(Exercise details): Return each line below that contains the string "positive", treating uppercase and lowercase as different.

[Dataset entries]
--- START ---

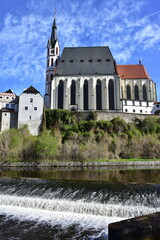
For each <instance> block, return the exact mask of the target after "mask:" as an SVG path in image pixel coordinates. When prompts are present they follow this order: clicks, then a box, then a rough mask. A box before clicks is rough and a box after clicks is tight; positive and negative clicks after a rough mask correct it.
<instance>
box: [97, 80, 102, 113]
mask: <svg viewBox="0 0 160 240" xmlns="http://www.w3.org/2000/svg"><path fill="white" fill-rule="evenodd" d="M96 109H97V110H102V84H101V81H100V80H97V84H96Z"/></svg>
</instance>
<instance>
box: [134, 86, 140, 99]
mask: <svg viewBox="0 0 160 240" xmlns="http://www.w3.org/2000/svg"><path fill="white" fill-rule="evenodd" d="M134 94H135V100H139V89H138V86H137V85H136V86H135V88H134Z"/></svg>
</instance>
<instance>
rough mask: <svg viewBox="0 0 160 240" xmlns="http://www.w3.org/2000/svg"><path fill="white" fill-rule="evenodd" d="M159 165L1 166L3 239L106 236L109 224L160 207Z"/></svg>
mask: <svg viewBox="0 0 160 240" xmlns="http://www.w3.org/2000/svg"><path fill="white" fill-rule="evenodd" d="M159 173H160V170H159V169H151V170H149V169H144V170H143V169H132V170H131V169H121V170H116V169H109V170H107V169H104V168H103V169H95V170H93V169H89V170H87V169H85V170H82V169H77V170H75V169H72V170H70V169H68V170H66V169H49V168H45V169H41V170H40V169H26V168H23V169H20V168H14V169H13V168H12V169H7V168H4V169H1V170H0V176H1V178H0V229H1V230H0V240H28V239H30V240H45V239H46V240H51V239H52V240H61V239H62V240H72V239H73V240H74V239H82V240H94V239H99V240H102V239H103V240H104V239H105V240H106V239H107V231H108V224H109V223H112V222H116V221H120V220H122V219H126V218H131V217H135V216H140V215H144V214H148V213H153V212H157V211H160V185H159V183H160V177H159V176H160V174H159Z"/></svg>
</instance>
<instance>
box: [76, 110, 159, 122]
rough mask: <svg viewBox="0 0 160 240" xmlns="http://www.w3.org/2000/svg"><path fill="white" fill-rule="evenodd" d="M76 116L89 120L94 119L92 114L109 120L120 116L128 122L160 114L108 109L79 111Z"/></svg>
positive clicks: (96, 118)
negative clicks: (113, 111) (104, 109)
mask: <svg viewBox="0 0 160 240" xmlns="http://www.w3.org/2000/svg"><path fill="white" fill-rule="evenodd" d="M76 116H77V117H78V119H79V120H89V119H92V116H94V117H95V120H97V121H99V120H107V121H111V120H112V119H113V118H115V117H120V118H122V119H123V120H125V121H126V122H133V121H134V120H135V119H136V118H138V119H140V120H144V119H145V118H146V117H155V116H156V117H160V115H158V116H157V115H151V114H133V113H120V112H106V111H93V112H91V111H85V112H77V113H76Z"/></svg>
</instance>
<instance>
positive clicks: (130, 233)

--- END ---
--- START ---

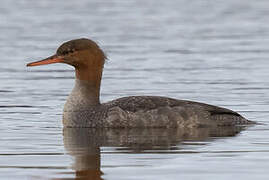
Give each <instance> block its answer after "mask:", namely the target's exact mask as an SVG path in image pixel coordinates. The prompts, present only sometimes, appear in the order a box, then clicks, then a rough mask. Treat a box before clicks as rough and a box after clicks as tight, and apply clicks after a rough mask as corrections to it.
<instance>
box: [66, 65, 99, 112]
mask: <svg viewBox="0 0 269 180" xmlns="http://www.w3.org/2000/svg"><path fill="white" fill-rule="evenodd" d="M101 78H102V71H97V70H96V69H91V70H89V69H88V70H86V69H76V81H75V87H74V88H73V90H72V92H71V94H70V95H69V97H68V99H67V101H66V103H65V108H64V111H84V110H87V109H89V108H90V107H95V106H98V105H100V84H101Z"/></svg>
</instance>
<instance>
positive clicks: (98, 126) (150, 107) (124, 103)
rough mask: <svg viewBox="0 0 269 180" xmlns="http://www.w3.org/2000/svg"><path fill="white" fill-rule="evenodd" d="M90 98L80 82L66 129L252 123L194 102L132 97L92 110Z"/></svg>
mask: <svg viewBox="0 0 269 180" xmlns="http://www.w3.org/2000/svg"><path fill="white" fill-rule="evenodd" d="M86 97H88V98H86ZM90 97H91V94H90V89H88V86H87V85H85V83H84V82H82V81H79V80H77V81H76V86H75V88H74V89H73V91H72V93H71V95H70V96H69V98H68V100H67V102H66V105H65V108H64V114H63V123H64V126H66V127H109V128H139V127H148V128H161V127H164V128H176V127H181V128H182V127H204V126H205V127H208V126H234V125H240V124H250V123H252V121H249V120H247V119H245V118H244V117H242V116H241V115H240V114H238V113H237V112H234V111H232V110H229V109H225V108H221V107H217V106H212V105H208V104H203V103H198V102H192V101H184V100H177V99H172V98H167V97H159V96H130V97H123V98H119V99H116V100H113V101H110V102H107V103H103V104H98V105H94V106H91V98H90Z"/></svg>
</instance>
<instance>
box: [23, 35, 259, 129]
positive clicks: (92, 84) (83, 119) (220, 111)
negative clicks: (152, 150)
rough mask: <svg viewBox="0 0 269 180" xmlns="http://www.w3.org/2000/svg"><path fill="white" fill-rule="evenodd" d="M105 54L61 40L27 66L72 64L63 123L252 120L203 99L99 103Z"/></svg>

--- END ---

(Reply to the exercise):
For each <instance> block, return the exact mask of the target after "mask:" as an SVG path in image pixel coordinates. When prompts are present they follow this order: clicks, then a box, then a rough mask. A box before clicks is rough and a box after clicks is tight; positive and negative clicks after a rough mask correct it.
positive clicks: (96, 118)
positive clicks: (130, 233)
positive clicks: (98, 126) (150, 107) (124, 103)
positive clicks: (92, 84) (83, 119) (220, 111)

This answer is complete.